# RECORDED DATA:
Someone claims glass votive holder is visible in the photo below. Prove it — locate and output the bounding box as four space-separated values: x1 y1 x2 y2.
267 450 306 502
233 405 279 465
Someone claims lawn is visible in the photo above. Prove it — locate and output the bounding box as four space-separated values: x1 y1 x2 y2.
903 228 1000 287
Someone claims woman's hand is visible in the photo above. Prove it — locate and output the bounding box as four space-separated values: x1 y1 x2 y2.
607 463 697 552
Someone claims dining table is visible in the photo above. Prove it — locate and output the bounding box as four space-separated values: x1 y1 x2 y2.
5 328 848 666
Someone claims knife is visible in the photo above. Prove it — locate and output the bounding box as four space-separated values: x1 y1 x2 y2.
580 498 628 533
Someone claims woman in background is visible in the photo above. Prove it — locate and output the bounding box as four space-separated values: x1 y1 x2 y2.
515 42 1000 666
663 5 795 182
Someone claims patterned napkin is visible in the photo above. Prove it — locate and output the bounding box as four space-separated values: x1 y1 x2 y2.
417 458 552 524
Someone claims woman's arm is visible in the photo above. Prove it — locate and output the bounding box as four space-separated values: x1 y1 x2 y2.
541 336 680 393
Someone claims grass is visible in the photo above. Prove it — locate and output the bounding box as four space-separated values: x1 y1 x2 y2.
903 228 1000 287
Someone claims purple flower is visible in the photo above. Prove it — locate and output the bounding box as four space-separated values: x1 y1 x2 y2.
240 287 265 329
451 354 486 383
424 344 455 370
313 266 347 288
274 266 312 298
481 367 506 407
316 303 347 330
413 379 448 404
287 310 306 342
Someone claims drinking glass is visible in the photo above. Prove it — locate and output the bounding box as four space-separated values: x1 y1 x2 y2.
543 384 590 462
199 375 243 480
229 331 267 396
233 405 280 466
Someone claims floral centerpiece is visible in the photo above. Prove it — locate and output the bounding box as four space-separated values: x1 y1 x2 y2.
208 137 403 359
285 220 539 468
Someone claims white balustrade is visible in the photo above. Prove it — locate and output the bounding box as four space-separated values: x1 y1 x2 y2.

# EXERCISE REQUIREMENTS:
Which lines of the data above contain the word "glass"? Select each of them and copy it out in full.

# TASK RESULT:
Someone claims glass votive holder is visible in the photo below. Prove it — locate and output the bounding box as four space-separated values: x1 y1 x2 y2.
Someone claims drinking glass is visible in the photo above. Prove it — locate and output the bounding box as four space-separated values: x1 y1 x2 y2.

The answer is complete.